▸ **Your goal**: Give the data again exactly, without images.

(Recorded data)
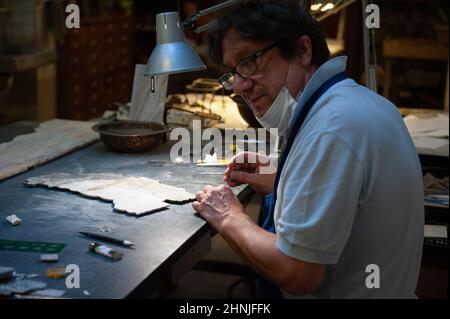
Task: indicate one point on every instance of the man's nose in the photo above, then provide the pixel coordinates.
(241, 85)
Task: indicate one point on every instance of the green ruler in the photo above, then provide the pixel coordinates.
(33, 246)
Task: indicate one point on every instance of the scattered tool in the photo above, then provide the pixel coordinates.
(56, 273)
(31, 246)
(105, 251)
(14, 220)
(122, 242)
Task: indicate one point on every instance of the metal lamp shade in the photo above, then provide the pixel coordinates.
(172, 53)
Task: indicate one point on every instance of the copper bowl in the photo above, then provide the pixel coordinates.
(131, 136)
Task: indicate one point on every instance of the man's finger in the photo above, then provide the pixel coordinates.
(242, 177)
(207, 188)
(198, 196)
(197, 206)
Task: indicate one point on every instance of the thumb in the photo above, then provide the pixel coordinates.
(243, 177)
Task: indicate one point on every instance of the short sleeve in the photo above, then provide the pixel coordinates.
(318, 196)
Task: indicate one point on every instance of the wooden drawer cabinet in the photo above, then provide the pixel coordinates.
(96, 66)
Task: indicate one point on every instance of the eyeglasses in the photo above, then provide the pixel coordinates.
(245, 68)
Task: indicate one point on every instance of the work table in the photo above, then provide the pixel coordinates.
(168, 243)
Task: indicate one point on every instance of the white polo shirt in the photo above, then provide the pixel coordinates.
(350, 194)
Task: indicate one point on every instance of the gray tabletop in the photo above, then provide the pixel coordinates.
(57, 216)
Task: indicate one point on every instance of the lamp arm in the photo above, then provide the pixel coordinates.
(190, 22)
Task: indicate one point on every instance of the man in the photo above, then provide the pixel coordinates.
(348, 215)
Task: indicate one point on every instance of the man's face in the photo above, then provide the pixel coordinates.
(260, 89)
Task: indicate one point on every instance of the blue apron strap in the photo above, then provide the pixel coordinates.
(268, 221)
(268, 289)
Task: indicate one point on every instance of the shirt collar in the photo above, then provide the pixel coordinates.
(323, 73)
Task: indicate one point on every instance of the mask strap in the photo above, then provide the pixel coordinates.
(287, 76)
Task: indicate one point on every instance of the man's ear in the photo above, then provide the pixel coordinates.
(304, 50)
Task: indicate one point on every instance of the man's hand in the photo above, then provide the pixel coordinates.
(253, 169)
(216, 203)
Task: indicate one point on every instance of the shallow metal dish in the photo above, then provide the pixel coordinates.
(131, 136)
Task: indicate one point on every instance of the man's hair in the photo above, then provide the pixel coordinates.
(278, 21)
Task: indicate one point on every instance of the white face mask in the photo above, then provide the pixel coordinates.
(279, 113)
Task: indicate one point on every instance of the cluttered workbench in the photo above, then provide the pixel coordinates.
(167, 242)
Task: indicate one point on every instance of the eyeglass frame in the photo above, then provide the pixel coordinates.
(251, 57)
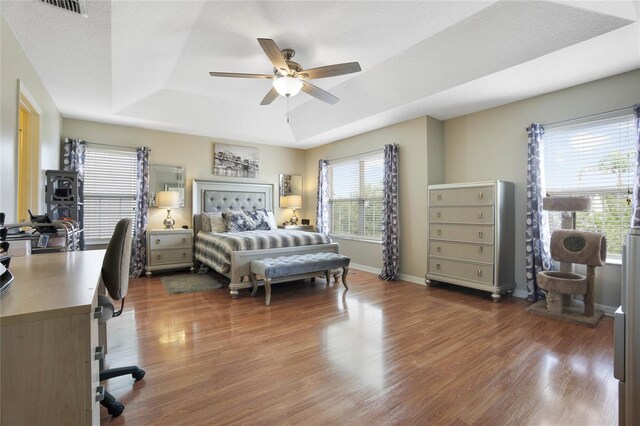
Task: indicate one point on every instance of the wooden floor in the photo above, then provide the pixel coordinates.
(380, 353)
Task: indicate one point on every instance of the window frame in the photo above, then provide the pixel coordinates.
(361, 199)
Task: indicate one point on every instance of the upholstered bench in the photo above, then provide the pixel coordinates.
(279, 268)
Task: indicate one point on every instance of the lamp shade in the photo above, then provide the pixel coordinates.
(292, 201)
(287, 86)
(168, 199)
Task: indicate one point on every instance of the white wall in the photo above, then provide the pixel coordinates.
(492, 144)
(195, 154)
(420, 161)
(15, 67)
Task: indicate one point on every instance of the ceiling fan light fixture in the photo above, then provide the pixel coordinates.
(287, 86)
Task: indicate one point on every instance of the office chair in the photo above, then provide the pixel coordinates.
(115, 277)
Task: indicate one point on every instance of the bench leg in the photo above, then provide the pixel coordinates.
(267, 290)
(254, 281)
(345, 271)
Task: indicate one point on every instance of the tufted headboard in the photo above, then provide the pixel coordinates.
(211, 197)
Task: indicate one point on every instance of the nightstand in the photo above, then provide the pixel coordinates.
(169, 249)
(307, 228)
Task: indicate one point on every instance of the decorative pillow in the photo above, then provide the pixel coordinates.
(260, 218)
(273, 225)
(238, 221)
(213, 222)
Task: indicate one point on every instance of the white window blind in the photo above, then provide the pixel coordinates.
(355, 197)
(595, 159)
(110, 191)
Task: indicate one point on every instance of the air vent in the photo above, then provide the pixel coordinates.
(73, 6)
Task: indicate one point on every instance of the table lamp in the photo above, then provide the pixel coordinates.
(168, 200)
(293, 202)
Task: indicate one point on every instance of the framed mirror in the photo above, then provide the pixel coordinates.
(165, 178)
(290, 188)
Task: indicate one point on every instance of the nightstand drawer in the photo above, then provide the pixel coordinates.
(163, 241)
(161, 257)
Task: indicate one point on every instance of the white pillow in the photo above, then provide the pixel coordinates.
(213, 222)
(272, 221)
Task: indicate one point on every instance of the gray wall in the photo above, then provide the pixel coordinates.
(492, 144)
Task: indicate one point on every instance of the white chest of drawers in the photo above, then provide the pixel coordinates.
(169, 249)
(471, 236)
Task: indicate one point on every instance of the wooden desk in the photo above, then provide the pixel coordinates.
(49, 337)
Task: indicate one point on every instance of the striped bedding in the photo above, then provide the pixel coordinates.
(214, 249)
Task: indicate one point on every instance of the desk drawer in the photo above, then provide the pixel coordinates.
(462, 196)
(163, 241)
(465, 233)
(161, 257)
(480, 214)
(461, 270)
(463, 251)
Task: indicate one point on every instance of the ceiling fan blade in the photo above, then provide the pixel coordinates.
(330, 70)
(275, 55)
(270, 97)
(317, 92)
(240, 75)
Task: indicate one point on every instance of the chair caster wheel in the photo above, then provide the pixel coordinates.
(116, 410)
(138, 375)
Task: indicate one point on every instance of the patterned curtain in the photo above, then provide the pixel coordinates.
(390, 216)
(74, 153)
(138, 244)
(537, 236)
(322, 214)
(635, 217)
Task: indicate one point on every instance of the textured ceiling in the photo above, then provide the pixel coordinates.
(146, 63)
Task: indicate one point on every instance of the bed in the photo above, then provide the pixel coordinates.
(219, 197)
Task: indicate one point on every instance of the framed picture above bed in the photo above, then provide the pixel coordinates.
(235, 161)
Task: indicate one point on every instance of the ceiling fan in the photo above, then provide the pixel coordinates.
(289, 77)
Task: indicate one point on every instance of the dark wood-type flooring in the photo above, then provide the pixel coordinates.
(380, 353)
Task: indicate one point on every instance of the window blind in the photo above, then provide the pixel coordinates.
(355, 196)
(110, 191)
(595, 159)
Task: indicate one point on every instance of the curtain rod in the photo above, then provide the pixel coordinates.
(356, 155)
(129, 148)
(587, 116)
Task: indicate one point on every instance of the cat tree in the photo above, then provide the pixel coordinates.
(570, 247)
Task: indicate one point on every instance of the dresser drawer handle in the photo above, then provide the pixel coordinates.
(99, 353)
(98, 312)
(100, 393)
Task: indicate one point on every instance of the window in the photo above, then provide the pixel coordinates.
(597, 160)
(110, 191)
(355, 197)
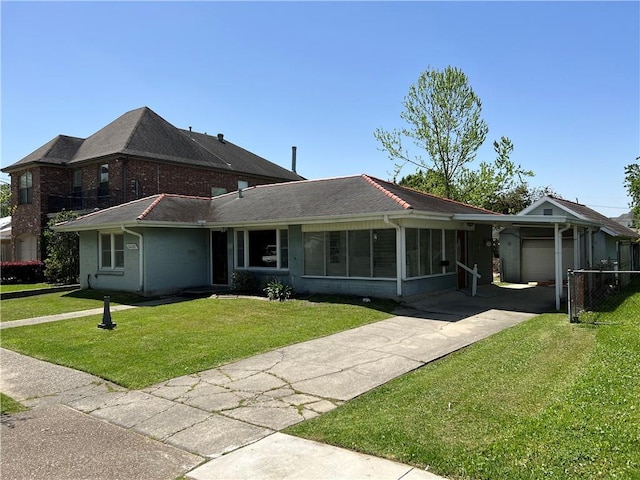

▸ **Solution to the problem**:
Task: indicate one point on every instance of the man's nose in the photo above, then provide the pixel coordinates.
(241, 85)
Task: indicate one point on every instance of the green ruler in the photo above, then provide the pixel coordinates.
(33, 246)
Task: indicate one point on every instance of the scattered tool in the photo above, then provide the pixel coordinates.
(56, 273)
(31, 246)
(105, 251)
(14, 220)
(122, 242)
Task: indicate one point on every instance of the metal lamp shade in the photo above, then provide the pixel coordinates.
(172, 53)
Task: indicate one point on every instance of the copper bowl in the photo above, then provide the pixel coordinates.
(131, 136)
Task: indicate one point on every instance of the man's finger in the photo above, then provide the pixel coordinates.
(242, 177)
(207, 188)
(198, 196)
(197, 206)
Task: indicate one point on every instance of the thumb in the photo above, then provide the pixel coordinates.
(243, 177)
Task: indicate one point on every instance of the short sleeve in the photo above, then provide the pixel coordinates.
(318, 196)
Task: indicate one point on every instance of the wooden drawer cabinet in the photo above, then provide the pixel coordinates.
(96, 66)
Task: indicate one point on every instance of the eyeglasses in the photo above, then provide the pixel coordinates.
(245, 68)
Task: indicate one point on every instance of the work table in the photo above, then provide the pixel coordinates.
(168, 243)
Task: indicate one point on every instance of the white polo shirt in the photo above, then provide the pixel coordinates.
(350, 194)
Task: indicate one point on every instance of the gray tabletop in the photo above, then provide the pixel coordinates.
(57, 216)
Task: indicate one point on every instance of the lamp arm in the photo above, then provide the pixel coordinates.
(190, 22)
Task: indicate one point on every instance of the man in the photo above, then provide the pixel coordinates.
(348, 215)
Task: indicate one point on every instance of the man's face in the photo above, then provide the pixel coordinates.
(260, 89)
Task: indicate one point on every instance of the blue apron strap in the photo above, then provide the pixel coordinates.
(268, 221)
(268, 289)
Task: indicate one point on every instance of the shirt collar in the photo above, then provide the pixel coordinates.
(323, 73)
Task: indicate one point on every instance of the mask strap in the photo above, then provide the pixel coordinates.
(287, 76)
Task: indicate one point on every instance of the man's ear in the photo above, then provide the pixel coordinates.
(304, 50)
Task: indicate one point on every instance of the man's hand in the photo above, then provide the pixel coordinates.
(253, 169)
(216, 203)
Task: indicate one point on every instance of the shallow metal dish in the photo above, then provide the pixel coordinates.
(131, 136)
Task: indicate one point on every instance of the man's hair in the photo above, then provide the pixel coordinates.
(278, 21)
Task: indicate one point on every instance of the white face mask in the photo above, then provide the pixel coordinates.
(279, 113)
Task: indicate one point on every instance of the cluttered workbench in the photo above, then provide the pixel coordinates.
(167, 242)
Task: indicate one point on every instance of the eyeglass frame in the photo above, then provide the pixel coordinates.
(251, 57)
Task: indicate one point on every instance of the wooden floor in the photo above, then provide the pixel coordinates.
(380, 353)
Task: indicate one point on every instance of the window frame in the photo above, then provide the pixel coordinates.
(361, 199)
Task: indicate one point on every instance of the upholstered bench in the photo above, then provide the pixel coordinates.
(279, 268)
Task: indicate one point on every instance of the lamp shade in the photo above, then provide the pixel coordinates.
(292, 201)
(287, 86)
(168, 199)
Task: indicate one point on every instance of the white wall in the photo above, then provide the pixel coordinates.
(492, 144)
(195, 154)
(420, 161)
(15, 67)
Task: indicate one point on every instance of the ceiling fan light fixture in the photo above, then provide the pixel coordinates.
(287, 86)
Task: indicate one point on every instance of the office chair in the photo above, then provide the pixel coordinates.
(115, 277)
Task: indicate one point on every instance of the bench leg in the photo above, then provide the pixel coordinates.
(267, 290)
(254, 281)
(345, 271)
Task: indicate one point on every instance of the tufted headboard in the photo above, then provide the pixel coordinates.
(211, 197)
Task: indicate one point on every instance of the nightstand in the photo above, then provide the pixel coordinates.
(169, 249)
(307, 228)
Task: indicate one point on every instance of the decorative pillow in the photo above, then provide the pixel coordinates.
(260, 218)
(273, 225)
(238, 221)
(213, 222)
Task: indicate one point on every instance of the white window blind in the photo above, then provide the pixel coordinates.
(355, 197)
(595, 159)
(110, 191)
Task: indicate one point on every instance of the air vent in the photo above, then provide the pixel coordinates.
(73, 6)
Task: indicate one point on every instance of the table lamp in the photo above, then provide the pixel coordinates.
(168, 200)
(293, 202)
Task: indicate one point on every instance of the framed mirror in the photo above, then provide the pixel coordinates.
(165, 178)
(290, 188)
Task: indicate one point on every instance of the nightstand drawer in the photo above, then provide the pixel coordinates.
(163, 241)
(161, 257)
Task: indicate one point on every instance of the white pillow in the photo above, then provide the pixel coordinates.
(213, 222)
(272, 221)
Task: indicate one point on every instance of the gray wall in the photo above, then provide the pixel coordinates.
(492, 144)
Task: indicate one point on every instance of the white chest of drawers in the photo above, then provide the pixel coordinates.
(169, 249)
(471, 236)
Task: indicate one point on every instance of the wooden desk in the photo above, then provide the pixel coordinates.
(49, 337)
Task: indicate one point on every instance of the striped bedding in the photo above, then provide the pixel coordinates.
(214, 249)
Task: indicate one point on every instance of the desk drawer in the photo above, then provide the pixel coordinates.
(462, 196)
(163, 241)
(465, 233)
(161, 257)
(480, 214)
(461, 270)
(463, 251)
Task: indicate one point on every instance of the ceiling fan blade in the photo above, then provide the pixel coordinates.
(330, 70)
(275, 55)
(270, 97)
(317, 92)
(240, 75)
Task: indicate one point on every instance of the chair caster wheel in the photo above, then provide the pixel coordinates.
(116, 410)
(138, 375)
Task: indicate one point on every instance of the patterned curtain in the photo above, then provide the pixel coordinates.
(390, 216)
(74, 153)
(138, 244)
(537, 236)
(322, 214)
(635, 217)
Task: indicate one point on every instance of the textured ceiling in the photo above, then provide the pixel coordinates.
(146, 63)
Task: indicate one point on every instance of the bed in the photo above, then provide the pixel coordinates.
(219, 197)
Task: indicate one point on every instance of the framed picture above bed in the photo above, then provide the pixel coordinates.
(235, 161)
Task: indicate one point on every instance of the ceiling fan in the photo above, then provide the pixel coordinates.
(289, 77)
Task: indicate one point on every instance of the dark wood-type flooring in the photo above, then provide the pixel coordinates.
(380, 353)
Task: indicate one point on every instance of the window blind in the photo above, then provide the pixel coordinates.
(355, 196)
(110, 191)
(595, 159)
Task: indicate one point on every instance of the curtain rod in the photo above, then provide the pixel coordinates.
(356, 155)
(129, 148)
(587, 116)
Task: indicate one point on every instance of the cat tree in the photo above, then provide the pixel coordinates.
(570, 247)
Task: indicate one point on every instance of the dresser drawer handle in the photo above, then provide the pixel coordinates.
(99, 353)
(98, 312)
(100, 393)
Task: indicate one point on every instance of the window in the photo above, then provide the pixel coordinates.
(597, 160)
(110, 191)
(355, 197)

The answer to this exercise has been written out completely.